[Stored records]
_ _ _ _ _

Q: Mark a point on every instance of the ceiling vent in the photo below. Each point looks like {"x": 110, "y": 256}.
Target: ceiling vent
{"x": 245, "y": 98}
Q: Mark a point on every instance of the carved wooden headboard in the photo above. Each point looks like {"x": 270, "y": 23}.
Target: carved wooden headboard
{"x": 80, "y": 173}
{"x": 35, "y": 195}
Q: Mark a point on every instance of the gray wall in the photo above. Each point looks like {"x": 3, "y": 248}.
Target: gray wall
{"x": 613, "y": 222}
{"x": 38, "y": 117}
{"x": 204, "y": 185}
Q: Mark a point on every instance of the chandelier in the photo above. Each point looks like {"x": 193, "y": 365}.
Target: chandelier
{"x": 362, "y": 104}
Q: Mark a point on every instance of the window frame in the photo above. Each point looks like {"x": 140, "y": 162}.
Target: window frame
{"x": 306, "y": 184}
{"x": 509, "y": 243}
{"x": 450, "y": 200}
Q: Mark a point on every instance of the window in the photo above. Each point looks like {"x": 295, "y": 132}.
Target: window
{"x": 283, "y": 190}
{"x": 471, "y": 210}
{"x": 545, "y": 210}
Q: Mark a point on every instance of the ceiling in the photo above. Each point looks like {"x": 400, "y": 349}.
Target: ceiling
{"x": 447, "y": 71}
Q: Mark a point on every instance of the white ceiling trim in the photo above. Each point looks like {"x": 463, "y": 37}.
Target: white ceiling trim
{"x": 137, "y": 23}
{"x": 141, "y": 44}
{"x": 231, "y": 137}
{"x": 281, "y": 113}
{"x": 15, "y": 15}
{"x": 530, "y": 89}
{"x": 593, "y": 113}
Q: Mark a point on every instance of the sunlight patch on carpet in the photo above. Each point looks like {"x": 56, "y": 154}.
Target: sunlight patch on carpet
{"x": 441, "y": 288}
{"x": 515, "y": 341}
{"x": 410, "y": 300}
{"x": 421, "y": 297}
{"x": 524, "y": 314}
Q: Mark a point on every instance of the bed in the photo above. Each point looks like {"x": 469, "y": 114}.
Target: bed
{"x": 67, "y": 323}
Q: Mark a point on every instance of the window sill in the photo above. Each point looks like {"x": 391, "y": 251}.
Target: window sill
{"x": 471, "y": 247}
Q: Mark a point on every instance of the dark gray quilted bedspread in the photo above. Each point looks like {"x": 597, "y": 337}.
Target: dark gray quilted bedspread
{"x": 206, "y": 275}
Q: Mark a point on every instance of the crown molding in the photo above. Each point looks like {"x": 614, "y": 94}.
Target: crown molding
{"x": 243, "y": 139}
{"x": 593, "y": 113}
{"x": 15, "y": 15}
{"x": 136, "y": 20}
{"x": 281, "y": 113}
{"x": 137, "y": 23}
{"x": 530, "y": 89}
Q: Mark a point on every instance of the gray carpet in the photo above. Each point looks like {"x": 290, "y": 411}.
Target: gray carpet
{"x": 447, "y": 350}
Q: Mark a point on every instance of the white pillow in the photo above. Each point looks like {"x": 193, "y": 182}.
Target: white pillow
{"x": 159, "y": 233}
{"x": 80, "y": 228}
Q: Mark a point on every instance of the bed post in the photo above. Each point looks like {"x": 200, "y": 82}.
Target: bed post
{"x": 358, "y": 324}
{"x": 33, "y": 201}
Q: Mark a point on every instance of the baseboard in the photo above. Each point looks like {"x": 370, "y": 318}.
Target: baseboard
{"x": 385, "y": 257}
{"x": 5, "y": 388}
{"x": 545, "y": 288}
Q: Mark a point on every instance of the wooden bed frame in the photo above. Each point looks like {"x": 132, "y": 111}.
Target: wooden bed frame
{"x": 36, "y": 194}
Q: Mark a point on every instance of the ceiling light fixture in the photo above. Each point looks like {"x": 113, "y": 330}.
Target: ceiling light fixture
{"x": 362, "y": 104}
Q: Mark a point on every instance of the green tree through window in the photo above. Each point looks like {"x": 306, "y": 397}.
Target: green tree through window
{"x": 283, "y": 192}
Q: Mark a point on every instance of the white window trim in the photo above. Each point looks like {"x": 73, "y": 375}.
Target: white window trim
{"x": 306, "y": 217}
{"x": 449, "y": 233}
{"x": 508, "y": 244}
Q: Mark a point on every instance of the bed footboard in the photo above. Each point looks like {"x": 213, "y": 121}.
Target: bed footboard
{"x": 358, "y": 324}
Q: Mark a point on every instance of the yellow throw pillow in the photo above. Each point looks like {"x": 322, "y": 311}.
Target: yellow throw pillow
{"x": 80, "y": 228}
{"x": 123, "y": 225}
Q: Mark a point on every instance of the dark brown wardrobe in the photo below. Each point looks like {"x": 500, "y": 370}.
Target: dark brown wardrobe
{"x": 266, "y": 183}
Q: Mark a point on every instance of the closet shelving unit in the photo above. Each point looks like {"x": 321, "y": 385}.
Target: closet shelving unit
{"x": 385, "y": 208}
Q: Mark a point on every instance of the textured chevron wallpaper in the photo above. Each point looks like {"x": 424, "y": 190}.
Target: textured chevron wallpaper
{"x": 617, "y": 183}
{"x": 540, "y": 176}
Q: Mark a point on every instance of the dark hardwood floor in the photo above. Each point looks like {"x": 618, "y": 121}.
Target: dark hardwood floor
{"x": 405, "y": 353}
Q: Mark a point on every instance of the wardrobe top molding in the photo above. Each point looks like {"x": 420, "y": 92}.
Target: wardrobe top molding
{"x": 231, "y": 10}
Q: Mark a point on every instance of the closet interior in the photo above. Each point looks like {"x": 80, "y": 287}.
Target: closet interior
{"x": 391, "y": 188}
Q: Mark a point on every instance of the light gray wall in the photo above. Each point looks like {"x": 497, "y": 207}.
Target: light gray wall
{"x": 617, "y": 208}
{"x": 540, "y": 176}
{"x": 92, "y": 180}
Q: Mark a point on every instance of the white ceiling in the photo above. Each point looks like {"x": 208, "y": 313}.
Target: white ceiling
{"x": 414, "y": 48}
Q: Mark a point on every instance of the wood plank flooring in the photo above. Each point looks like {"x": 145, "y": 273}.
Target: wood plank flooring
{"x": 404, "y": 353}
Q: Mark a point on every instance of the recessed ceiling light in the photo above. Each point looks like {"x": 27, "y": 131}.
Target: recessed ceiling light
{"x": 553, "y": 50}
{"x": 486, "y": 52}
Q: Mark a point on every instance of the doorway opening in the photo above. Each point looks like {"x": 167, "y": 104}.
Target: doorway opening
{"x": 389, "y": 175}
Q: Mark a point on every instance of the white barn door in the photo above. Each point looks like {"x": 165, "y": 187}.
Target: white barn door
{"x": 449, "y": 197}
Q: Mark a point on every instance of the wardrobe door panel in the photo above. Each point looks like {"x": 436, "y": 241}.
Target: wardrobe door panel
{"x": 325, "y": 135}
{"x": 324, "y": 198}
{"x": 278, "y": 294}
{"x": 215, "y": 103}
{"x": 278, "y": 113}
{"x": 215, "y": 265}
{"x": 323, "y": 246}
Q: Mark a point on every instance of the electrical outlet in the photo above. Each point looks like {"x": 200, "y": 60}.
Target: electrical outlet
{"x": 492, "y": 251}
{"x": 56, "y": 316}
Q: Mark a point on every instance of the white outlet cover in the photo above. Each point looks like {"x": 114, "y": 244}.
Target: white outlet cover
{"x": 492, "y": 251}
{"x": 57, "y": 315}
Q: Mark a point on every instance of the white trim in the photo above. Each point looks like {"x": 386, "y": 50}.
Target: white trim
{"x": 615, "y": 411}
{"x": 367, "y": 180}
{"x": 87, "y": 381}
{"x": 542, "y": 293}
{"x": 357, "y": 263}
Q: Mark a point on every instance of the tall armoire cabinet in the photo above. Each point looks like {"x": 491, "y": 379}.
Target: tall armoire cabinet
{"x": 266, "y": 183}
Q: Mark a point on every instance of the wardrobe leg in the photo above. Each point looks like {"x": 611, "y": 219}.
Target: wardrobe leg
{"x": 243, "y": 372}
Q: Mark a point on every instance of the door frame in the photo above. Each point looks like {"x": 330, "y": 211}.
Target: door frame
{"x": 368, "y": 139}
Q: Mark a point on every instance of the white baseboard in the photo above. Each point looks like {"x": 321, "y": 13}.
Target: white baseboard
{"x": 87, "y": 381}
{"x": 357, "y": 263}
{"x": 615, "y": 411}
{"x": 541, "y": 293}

_ _ _ _ _

Copy the material above again, starting at the line that contains "Q: Mark a point on every instance of the door frame" and continuing through the last line. Increase every x and y coordinate in the answer points by 5, keep all other lines the same, and leave the sample point in each Q line unchanged.

● **RESPONSE TO THIS EXERCISE**
Q: Mark a point on every instance of the door frame in the photo above. Each point looks like {"x": 330, "y": 211}.
Target: door frame
{"x": 373, "y": 144}
Q: Mark a point on every instance of the white baseboard in the photo above. Each point looks like {"x": 321, "y": 13}.
Target: white baseboard
{"x": 92, "y": 386}
{"x": 362, "y": 268}
{"x": 620, "y": 416}
{"x": 546, "y": 298}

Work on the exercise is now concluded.